======== SELECTED PASSAGE ========

I went into the room. This was a pleasant lady sitting in a wheelchair (she wasn't disabled). She got around with a walker. When I asked her what health complaints she had, she surprised me by her reply.

"Doctor, I don't have the strength I used to. I fall asleep sitting down for a while."

In my mind, I thought that if that was all the problems I had at 101, I'd take it.

She came to see me because she had been living in a Retirement home and her money had run out. She was going to be on Medicaid and was being moved to a Nursing Home. I felt sad that she was going there. After all, this was a functional, fully cognizant female who was about to move into a home where most of the residents were demented and many dying. What could anyone do?

I finished the encounter and came home shaking my head. 101?

Damned if you do, damed if you don't...

In the last week, we had two codes in Pediatrics. Both involved kids less than 6 months of age.

The first one arrived in the ER pulseless and not breathing. We coded him for 25 minutes. He never came around. He was pronounced. There were tears of frustration, grief and shock in the eyes of everyone who walked away from the dead baby. We knew very little about this baby except the couple of sentences the EMT shouted out as we got busy to work on him.

========

■ WHAT YOU NEED TO DO:
1. Translate this sentence from the passage about the 101-year-old patient into Spanish: "I finished the encounter and came home shaking my head."
2. Please return everything from "She came to" down to "months of age." in the passage about the 101-year-old patient.

======== DATASET CONTENT ========

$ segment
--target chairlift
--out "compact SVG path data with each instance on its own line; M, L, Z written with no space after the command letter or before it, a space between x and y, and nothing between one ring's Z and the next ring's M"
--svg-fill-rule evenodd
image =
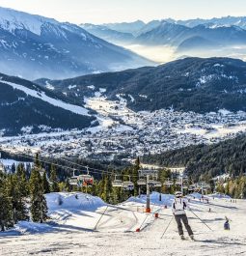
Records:
M161 186L162 186L161 182L155 182L154 186L155 186L155 187L161 187Z
M144 178L140 178L140 179L137 181L137 185L146 185L146 179L144 179Z
M117 175L115 175L115 180L112 182L112 186L122 187L123 185L123 181L121 179L118 179Z
M78 185L78 176L72 176L69 180L68 183L71 185Z
M170 180L167 180L167 181L164 183L164 185L170 187L171 185L174 185L174 182L173 182L173 181L170 181Z
M130 176L128 175L129 177L129 181L127 182L123 182L123 187L125 189L125 190L133 190L134 189L134 184L130 181Z
M89 168L87 167L87 174L81 174L78 176L79 185L82 186L92 186L94 185L94 178L89 173Z

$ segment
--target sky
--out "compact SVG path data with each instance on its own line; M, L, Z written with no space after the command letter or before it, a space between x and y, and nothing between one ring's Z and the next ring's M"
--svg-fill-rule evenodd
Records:
M246 14L246 0L0 0L0 6L76 24Z

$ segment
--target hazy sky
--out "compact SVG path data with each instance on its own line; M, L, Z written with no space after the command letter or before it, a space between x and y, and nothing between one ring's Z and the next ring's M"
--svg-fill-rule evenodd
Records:
M246 0L0 0L0 6L73 23L246 14Z

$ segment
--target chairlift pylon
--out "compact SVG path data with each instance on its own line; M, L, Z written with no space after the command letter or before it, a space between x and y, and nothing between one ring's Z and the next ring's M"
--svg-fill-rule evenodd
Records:
M129 181L127 182L123 182L123 187L125 189L125 190L133 190L134 189L134 184L130 181L130 176L127 175L129 177Z
M121 179L118 179L117 176L119 175L115 175L115 180L112 182L112 186L122 187L123 185L123 181Z
M78 176L79 185L81 186L92 186L94 185L94 177L90 175L89 167L86 168L87 174L80 174Z

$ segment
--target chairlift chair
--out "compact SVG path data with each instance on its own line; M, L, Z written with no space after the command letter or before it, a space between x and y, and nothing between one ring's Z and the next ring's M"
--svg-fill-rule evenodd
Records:
M122 187L123 185L123 181L121 179L117 178L117 175L115 175L115 180L112 182L112 186L114 187Z
M161 186L162 186L161 182L155 182L154 186L155 186L155 187L161 187Z
M144 178L140 178L138 181L137 181L137 185L146 185L146 180Z
M123 187L125 189L125 190L133 190L134 189L134 184L130 181L130 176L128 175L129 177L129 181L127 182L123 182Z
M168 180L168 181L166 181L166 182L164 183L164 185L170 187L172 185L174 185L174 182Z
M78 180L82 186L92 186L94 185L94 178L92 175L90 175L88 167L87 167L87 174L79 175Z
M68 183L69 185L78 185L78 176L72 176L69 180L68 180Z

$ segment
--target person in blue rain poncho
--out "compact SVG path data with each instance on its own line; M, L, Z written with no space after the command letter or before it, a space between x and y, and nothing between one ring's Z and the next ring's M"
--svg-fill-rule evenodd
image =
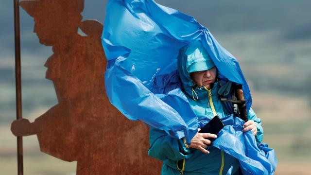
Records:
M220 99L221 87L217 69L200 41L194 40L182 49L178 57L178 70L191 107L198 120L221 119L231 114ZM263 138L260 119L251 108L243 132L251 130L258 144ZM201 125L202 126L202 125ZM238 159L219 148L211 146L210 139L217 136L197 133L186 144L185 140L173 138L163 130L150 129L149 155L163 161L162 175L240 174Z
M126 117L150 127L148 154L163 161L162 174L274 173L275 152L261 143L239 62L206 27L153 0L110 0L106 9L105 92ZM220 100L232 99L233 85L242 86L246 122ZM225 125L217 138L198 134L216 115Z

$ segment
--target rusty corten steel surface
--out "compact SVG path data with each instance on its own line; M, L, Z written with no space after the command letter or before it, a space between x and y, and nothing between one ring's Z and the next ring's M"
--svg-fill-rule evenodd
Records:
M147 155L148 127L123 116L106 95L103 25L94 20L81 21L84 2L20 2L35 18L34 32L40 42L52 46L53 54L44 66L58 103L34 122L14 121L12 132L36 134L41 151L77 161L77 175L159 175L161 162ZM78 34L79 27L86 36Z
M20 77L20 37L19 32L19 0L14 0L14 36L15 39L15 84L16 93L16 119L21 119L21 79ZM24 174L23 166L23 138L17 137L17 174Z

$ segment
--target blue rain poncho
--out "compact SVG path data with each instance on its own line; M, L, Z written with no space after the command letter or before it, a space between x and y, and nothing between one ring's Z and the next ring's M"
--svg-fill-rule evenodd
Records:
M199 123L184 93L178 88L180 80L177 58L180 49L194 39L201 41L221 77L242 85L249 110L251 96L238 61L192 17L153 0L113 0L108 1L104 26L102 39L108 61L106 92L111 104L130 120L142 121L173 138L185 137L190 144ZM170 78L165 80L169 82L157 81L155 85L156 79L168 76ZM169 90L165 87L168 83ZM176 88L172 88L174 85ZM166 90L163 94L154 93L161 88ZM259 148L252 138L241 143L254 147L249 155L258 153L254 151ZM242 154L245 148L234 147L231 151ZM265 150L269 151L265 156L273 155L271 150ZM260 166L258 164L264 163L260 160L248 159L245 154L240 155L242 157L239 158L246 162L241 164L245 172L258 173L259 168L271 172L266 170L267 164L272 171L275 169L276 159Z

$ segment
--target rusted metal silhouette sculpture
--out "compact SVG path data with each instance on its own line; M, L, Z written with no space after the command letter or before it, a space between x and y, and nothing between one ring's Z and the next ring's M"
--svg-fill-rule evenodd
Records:
M14 121L11 130L18 136L36 134L42 152L77 161L77 175L158 175L160 162L147 155L148 127L129 121L106 95L103 25L81 22L84 2L20 1L35 18L40 43L52 46L46 78L53 81L58 104L34 122ZM78 34L79 27L86 36Z

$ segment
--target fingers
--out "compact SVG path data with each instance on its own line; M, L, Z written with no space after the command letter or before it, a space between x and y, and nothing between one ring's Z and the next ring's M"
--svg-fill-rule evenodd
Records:
M252 132L253 132L253 134L254 136L257 135L257 127L255 127L253 129L252 129Z
M206 145L205 144L203 144L201 147L202 147L203 148L206 148L207 147L207 145Z
M203 142L203 143L204 143L205 144L210 145L212 144L212 142L208 139L204 139L204 140L202 140L202 141Z
M217 138L217 136L216 135L210 133L202 133L202 137L204 138L216 139Z
M256 127L256 125L255 124L250 125L249 126L245 127L243 129L243 132L246 132L248 131L250 131L252 129L254 129L254 127Z
M246 127L253 124L254 123L254 121L252 121L251 120L249 120L248 121L246 122L245 122L245 123L244 123L244 124L243 124L243 128L245 128Z

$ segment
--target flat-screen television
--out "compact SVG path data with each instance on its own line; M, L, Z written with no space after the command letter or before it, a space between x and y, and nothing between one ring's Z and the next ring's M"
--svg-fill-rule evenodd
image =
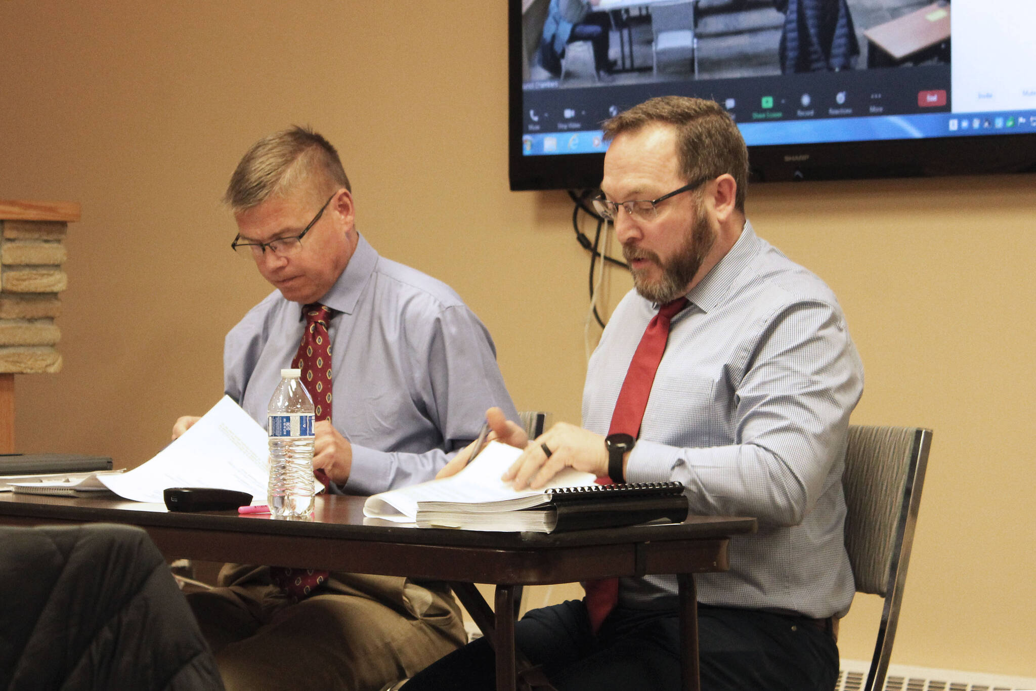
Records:
M713 98L751 179L1036 171L1034 0L509 0L512 190L593 189L601 122Z

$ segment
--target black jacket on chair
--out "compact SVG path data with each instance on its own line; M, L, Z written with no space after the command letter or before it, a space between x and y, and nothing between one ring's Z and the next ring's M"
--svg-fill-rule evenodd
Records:
M223 689L144 530L0 527L0 690L30 689Z

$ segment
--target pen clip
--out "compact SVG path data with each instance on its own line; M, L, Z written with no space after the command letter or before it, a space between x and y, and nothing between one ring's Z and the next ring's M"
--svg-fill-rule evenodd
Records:
M486 437L489 436L489 421L482 424L482 429L479 430L479 438L474 440L474 451L471 452L471 458L467 459L470 463L474 460L474 457L482 453L483 445L486 443Z

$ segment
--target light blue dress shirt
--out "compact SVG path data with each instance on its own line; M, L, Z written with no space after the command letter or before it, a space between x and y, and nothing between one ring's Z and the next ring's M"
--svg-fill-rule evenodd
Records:
M487 408L517 419L489 332L441 281L361 236L320 301L340 313L328 328L332 424L352 444L338 489L375 494L431 480L479 435ZM274 291L227 334L226 393L263 426L305 323L301 307Z
M863 366L834 294L760 239L741 237L671 322L627 482L677 480L691 512L754 516L727 573L695 576L699 602L826 617L855 591L841 474ZM607 434L658 308L627 294L589 362L583 426ZM672 576L623 579L620 602L674 606Z

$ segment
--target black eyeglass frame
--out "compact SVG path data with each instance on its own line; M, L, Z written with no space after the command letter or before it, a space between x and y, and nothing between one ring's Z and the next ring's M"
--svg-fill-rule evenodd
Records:
M658 199L629 199L629 200L627 200L625 202L613 202L613 201L607 200L603 196L601 196L601 197L595 197L591 201L594 203L594 207L597 209L597 211L601 215L603 215L605 218L605 220L607 220L607 221L614 221L615 220L615 214L618 213L618 207L620 206L622 206L623 208L626 209L626 213L627 214L632 214L632 211L630 211L630 207L627 206L627 204L638 204L638 203L641 203L641 202L649 202L651 204L651 210L652 210L652 212L657 217L658 215L658 203L659 202L664 202L666 199L669 199L670 197L675 197L677 195L681 195L681 194L683 194L685 192L690 192L691 190L696 190L696 189L700 188L702 184L704 184L706 182L708 182L711 179L713 179L713 178L710 177L710 176L702 177L702 178L700 178L698 180L695 180L694 182L690 182L688 184L685 184L682 188L678 188L677 190L673 190L669 194L662 195ZM602 210L600 208L600 206L603 206L604 210Z
M316 225L317 221L320 220L320 217L323 215L324 209L327 208L327 204L330 204L330 200L335 199L335 197L338 195L339 192L340 191L336 191L334 195L327 198L327 201L325 201L324 205L320 207L320 210L317 211L317 214L315 217L313 217L313 220L310 221L308 224L306 224L306 227L303 228L303 232L298 233L297 235L289 235L288 237L275 237L269 242L239 242L238 240L241 239L241 234L237 233L236 235L234 235L234 239L231 240L230 242L230 249L233 250L234 252L237 252L237 248L262 248L262 254L266 254L266 248L269 248L269 251L272 252L275 255L277 255L277 250L274 249L275 242L283 242L284 240L298 240L299 246L301 246L303 236L305 236L306 233L310 232L310 228ZM255 250L253 250L253 252L255 252Z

========

■ ANSWER LIST:
1. Terminé la consulta y volví a casa negando con la cabeza.

2.
She came to see me because she had been living in a Retirement home and her money had run out. She was going to be on Medicaid and was being moved to a Nursing Home. I felt sad that she was going there. After all, this was a functional, fully cognizant female who was about to move into a home where most of the residents were demented and many dying. What could anyone do?

I finished the encounter and came home shaking my head. 101?

Damned if you do, damed if you don't...

In the last week, we had two codes in Pediatrics. Both involved kids less than 6 months of age.